Saved entries:
__________________________________________________

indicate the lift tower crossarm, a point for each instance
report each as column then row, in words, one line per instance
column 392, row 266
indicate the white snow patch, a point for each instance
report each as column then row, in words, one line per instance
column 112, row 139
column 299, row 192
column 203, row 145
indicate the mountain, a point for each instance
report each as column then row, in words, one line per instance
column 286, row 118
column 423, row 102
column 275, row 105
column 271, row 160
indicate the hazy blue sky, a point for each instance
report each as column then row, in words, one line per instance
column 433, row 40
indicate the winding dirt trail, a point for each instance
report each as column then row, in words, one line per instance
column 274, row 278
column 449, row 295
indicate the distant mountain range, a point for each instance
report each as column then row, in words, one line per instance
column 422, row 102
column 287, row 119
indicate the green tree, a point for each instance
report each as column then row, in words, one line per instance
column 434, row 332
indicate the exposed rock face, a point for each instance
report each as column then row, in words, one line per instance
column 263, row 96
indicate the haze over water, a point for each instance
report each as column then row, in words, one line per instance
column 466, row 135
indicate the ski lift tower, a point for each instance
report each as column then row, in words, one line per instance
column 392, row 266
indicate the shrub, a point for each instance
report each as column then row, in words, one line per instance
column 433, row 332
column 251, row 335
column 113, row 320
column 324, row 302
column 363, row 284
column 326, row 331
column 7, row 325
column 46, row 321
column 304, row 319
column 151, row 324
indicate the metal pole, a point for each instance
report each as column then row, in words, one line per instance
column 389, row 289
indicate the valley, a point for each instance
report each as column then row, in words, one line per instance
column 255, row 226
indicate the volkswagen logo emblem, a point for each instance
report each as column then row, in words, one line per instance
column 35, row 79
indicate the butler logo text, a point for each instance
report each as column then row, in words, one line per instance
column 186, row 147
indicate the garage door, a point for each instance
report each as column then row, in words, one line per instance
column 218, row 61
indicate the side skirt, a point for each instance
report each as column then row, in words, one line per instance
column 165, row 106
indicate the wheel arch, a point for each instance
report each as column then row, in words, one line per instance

__________________________________________________

Can you give every line above again, exactly as written?

indicate the lift tower crossarm, a point for each instance
report each as column then row, in words, one line per instance
column 392, row 266
indicate the white snow patch, a point for each instance
report each as column then row, in words, one line per instance
column 112, row 139
column 299, row 192
column 203, row 145
indicate the mountain, a point for each instance
report each as column then row, in words, one line per instance
column 286, row 118
column 423, row 102
column 275, row 105
column 271, row 160
indicate the hazy blue sky, a point for each instance
report each as column then row, in words, one line per instance
column 433, row 40
indicate the winding dirt trail, a point for each instance
report each as column then row, in words, one line per instance
column 274, row 278
column 449, row 295
indicate the distant mountain range, a point for each instance
report each as column then row, in words, one line per instance
column 422, row 102
column 287, row 119
indicate the green tree, a point for each instance
report each as column then row, in words, one line per instance
column 434, row 332
indicate the exposed rock face, a point for each instance
report each as column then row, in words, one line per instance
column 263, row 96
indicate the haze over water, a point for each instance
report each as column then row, in words, one line per instance
column 466, row 135
indicate the ski lift tower, a point for each instance
report each as column then row, in words, one line per instance
column 392, row 266
indicate the shrub, a point for each instance
report each as column then row, in words, one line per instance
column 433, row 332
column 251, row 335
column 113, row 320
column 324, row 302
column 363, row 284
column 326, row 331
column 7, row 325
column 46, row 321
column 304, row 319
column 151, row 324
indicate the metal pole, a point for each instance
report each as column then row, in words, one line per instance
column 389, row 289
indicate the valley, a point for each instance
report each as column then row, in words, one line per instance
column 255, row 226
indicate the volkswagen logo emblem, a point for each instance
report each as column then row, in words, one line per instance
column 35, row 79
indicate the butler logo text, a point for each instance
report each as column then row, in words, one line per instance
column 186, row 147
indicate the garage door, a point for each instance
report each as column then row, in words, one line per instance
column 218, row 61
indicate the side skirt, a point for each instance
report each as column then row, in words, one line per instance
column 165, row 106
indicate the wheel arch, a point for each instance
report each as column then row, in words, one line per instance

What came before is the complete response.